[THE PROBLEM]: Copy the lines of the records below verbatim, beginning at the line that contains "of the snow-covered" and stopping after the line that contains "<point>467,200</point>". Include both of those lines and nothing else.

[PROVIDED ENTRIES]:
══════
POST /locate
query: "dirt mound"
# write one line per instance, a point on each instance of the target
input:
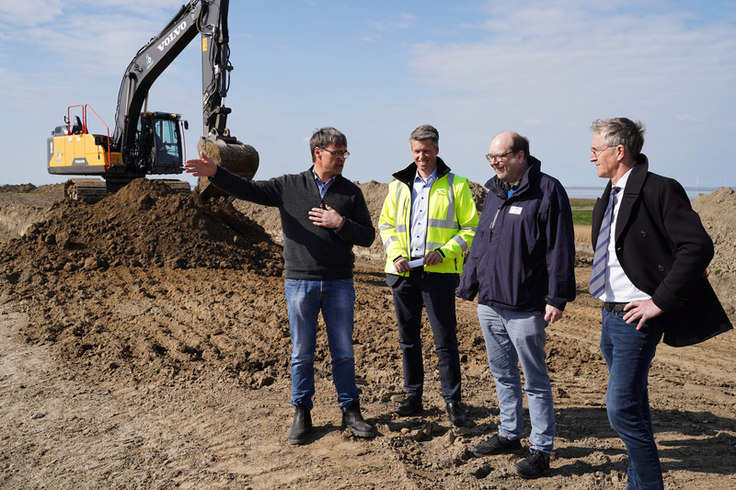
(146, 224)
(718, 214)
══════
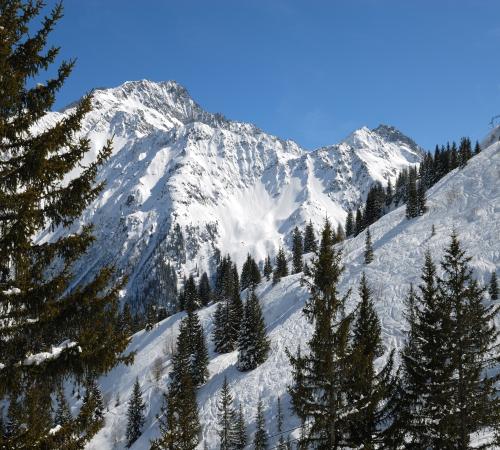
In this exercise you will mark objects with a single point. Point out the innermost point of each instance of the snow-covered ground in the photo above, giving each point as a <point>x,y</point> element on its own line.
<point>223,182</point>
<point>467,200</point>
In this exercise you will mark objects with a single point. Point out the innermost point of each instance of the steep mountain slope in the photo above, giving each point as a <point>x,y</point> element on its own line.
══════
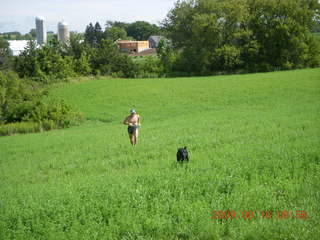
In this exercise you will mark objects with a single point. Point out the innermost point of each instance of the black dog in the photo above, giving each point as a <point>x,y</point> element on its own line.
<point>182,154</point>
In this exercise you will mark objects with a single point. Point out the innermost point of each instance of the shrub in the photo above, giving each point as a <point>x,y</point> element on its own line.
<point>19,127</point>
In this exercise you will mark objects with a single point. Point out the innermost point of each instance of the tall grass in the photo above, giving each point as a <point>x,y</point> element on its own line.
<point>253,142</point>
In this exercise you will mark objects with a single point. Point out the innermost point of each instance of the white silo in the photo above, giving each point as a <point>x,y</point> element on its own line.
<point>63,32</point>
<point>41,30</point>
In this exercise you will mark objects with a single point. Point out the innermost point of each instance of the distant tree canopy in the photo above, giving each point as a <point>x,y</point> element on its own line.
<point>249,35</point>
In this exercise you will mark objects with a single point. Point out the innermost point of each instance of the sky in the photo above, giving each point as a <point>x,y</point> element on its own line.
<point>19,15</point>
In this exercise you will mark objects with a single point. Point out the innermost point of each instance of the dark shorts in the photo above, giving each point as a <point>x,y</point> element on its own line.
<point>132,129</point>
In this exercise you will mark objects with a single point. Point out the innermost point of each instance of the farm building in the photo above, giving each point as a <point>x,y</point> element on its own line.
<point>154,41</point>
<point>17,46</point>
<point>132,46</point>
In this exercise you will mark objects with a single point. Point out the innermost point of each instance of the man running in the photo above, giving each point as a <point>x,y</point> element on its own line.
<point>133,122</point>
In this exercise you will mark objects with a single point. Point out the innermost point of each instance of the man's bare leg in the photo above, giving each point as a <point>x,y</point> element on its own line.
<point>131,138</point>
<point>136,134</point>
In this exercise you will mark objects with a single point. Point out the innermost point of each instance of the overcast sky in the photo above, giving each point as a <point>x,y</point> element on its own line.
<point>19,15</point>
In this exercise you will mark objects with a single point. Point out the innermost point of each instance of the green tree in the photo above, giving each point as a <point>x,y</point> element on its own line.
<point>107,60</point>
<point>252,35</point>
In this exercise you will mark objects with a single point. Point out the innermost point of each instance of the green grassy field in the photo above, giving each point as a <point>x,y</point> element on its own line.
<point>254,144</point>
══════
[EXPECTED ANSWER]:
In this exercise you will mark objects with a single point. Point out the innermost point of each instance of the snow-covered ground in the photo above, giving each point as a <point>x,y</point> element on its own line.
<point>223,182</point>
<point>467,200</point>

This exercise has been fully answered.